- [Übungsaufgaben]
• 1. Erkläre in ein bis drei Sätzen, warum der Thread laut Coffee im Auszug „bereinigt“ wurde.
• 2. Gib den Teil des Auszugs wörtlich wieder, der mit den Worten „Ich kann glücklicherweise“ beginnt und mit „Täter zu erwischen.“ endet.

- [Ausgewählter Auszug]
Wir hatten bei uns in Weißenburg auch schon mal den Fall mit so einem Nagelbrett unter Blättern, als ich das damals gesehen hab bin ich zum zuständigen Forstamt, die absolut auf meiner Seite standen und das Brett auch sofort entfernten, Polizei war damals meines Wissens nach auch beteiligt!

Ich kann glücklicherweise bei uns nur sagen, ich hab noch nie ein Problem mit einem Förster oder Polizisten zwecks dem biken im Wald gehabt, logisch hat mich auch schon mal ein Förster angehalten und gemeint, ich soll den weg nicht befahren, was ich dann aber auch akzeptiere und es dann mal lasse!!

Zu der Sache mit dem Fallenstellen kann ich nur sagen, ich finde sowas eine bodenlose Sauerei und sowas gehört sich einfach strafrechtlich verfolgt, auch wenn es nicht einfach ist die Täter zu erwischen. 

Ich hoffe, daß sich das Thema bei euch in der Erlanger Ecke wieder beruhigt und die Verantwortlichen ermittelt werden!

Ciao


----------



## MTB-News.de




----------



## aprillaprill (23. Juni 2004)

Coffee schrieb:
			
		

> @ mudface + dubbel,
> 
> keine sorge, ich bin ganz locker. und das "bereinigen" des threads war nicht alleine meine entscheidung. es sollte hier sachlich zum thema beigetragen werden.
> 
> grüße coffee




darf man erfahren wessen entscheidung noch?


----------



## Hartmut (23. Juni 2004)

@ polbiker

Danke für die ausführliche Antwort, die sich aber nicht wirklich durch Klarheit auszeichnet (was aber sicher an der Sachlage und nicht an Dir liegt).

- [Angezeigte Daten]
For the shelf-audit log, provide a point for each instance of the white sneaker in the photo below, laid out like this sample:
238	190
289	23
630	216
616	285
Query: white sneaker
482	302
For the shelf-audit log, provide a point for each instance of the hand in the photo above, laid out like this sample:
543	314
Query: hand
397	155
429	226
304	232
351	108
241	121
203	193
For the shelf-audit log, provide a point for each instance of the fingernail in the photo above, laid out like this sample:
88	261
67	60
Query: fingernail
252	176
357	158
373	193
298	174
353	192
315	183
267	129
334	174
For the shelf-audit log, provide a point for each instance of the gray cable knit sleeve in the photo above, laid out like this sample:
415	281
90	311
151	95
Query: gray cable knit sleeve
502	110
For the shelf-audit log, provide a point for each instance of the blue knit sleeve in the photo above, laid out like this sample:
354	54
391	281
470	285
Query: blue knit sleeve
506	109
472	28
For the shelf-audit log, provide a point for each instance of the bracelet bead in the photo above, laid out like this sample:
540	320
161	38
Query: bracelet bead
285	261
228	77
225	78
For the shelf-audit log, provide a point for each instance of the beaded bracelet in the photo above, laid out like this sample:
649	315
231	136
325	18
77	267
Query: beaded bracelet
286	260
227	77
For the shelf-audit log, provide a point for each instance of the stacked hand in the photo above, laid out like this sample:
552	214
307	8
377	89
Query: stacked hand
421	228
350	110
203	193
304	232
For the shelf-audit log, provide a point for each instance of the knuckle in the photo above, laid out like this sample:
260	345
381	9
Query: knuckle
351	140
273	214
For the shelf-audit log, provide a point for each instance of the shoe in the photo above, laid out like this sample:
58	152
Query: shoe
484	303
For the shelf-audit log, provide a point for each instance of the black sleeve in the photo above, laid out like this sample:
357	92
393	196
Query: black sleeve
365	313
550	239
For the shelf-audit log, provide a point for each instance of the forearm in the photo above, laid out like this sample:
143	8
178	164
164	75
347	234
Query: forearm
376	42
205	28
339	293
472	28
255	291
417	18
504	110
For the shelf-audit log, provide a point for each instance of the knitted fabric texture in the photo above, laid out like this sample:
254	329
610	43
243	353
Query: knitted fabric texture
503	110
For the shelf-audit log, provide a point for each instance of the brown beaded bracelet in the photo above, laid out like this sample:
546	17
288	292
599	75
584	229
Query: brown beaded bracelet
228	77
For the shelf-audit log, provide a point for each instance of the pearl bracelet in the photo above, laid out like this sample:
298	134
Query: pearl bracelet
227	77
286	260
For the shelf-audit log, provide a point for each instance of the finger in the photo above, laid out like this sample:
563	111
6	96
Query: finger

...

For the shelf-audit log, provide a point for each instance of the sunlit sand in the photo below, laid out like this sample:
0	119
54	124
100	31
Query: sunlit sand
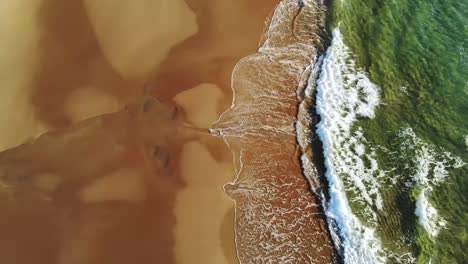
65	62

- [Lösungen]
• 1. Der Thread wurde bereinigt, weil dort sachlich zum Thema beigetragen werden sollte. Coffee fügt hinzu, dass dies nicht allein Coffees Entscheidung war.

• 2.
Ich kann glücklicherweise bei uns nur sagen, ich hab noch nie ein Problem mit einem Förster oder Polizisten zwecks dem biken im Wald gehabt, logisch hat mich auch schon mal ein Förster angehalten und gemeint, ich soll den weg nicht befahren, was ich dann aber auch akzeptiere und es dann mal lasse!!

Zu der Sache mit dem Fallenstellen kann ich nur sagen, ich finde sowas eine bodenlose Sauerei und sowas gehört sich einfach strafrechtlich verfolgt, auch wenn es nicht einfach ist die Täter zu erwischen.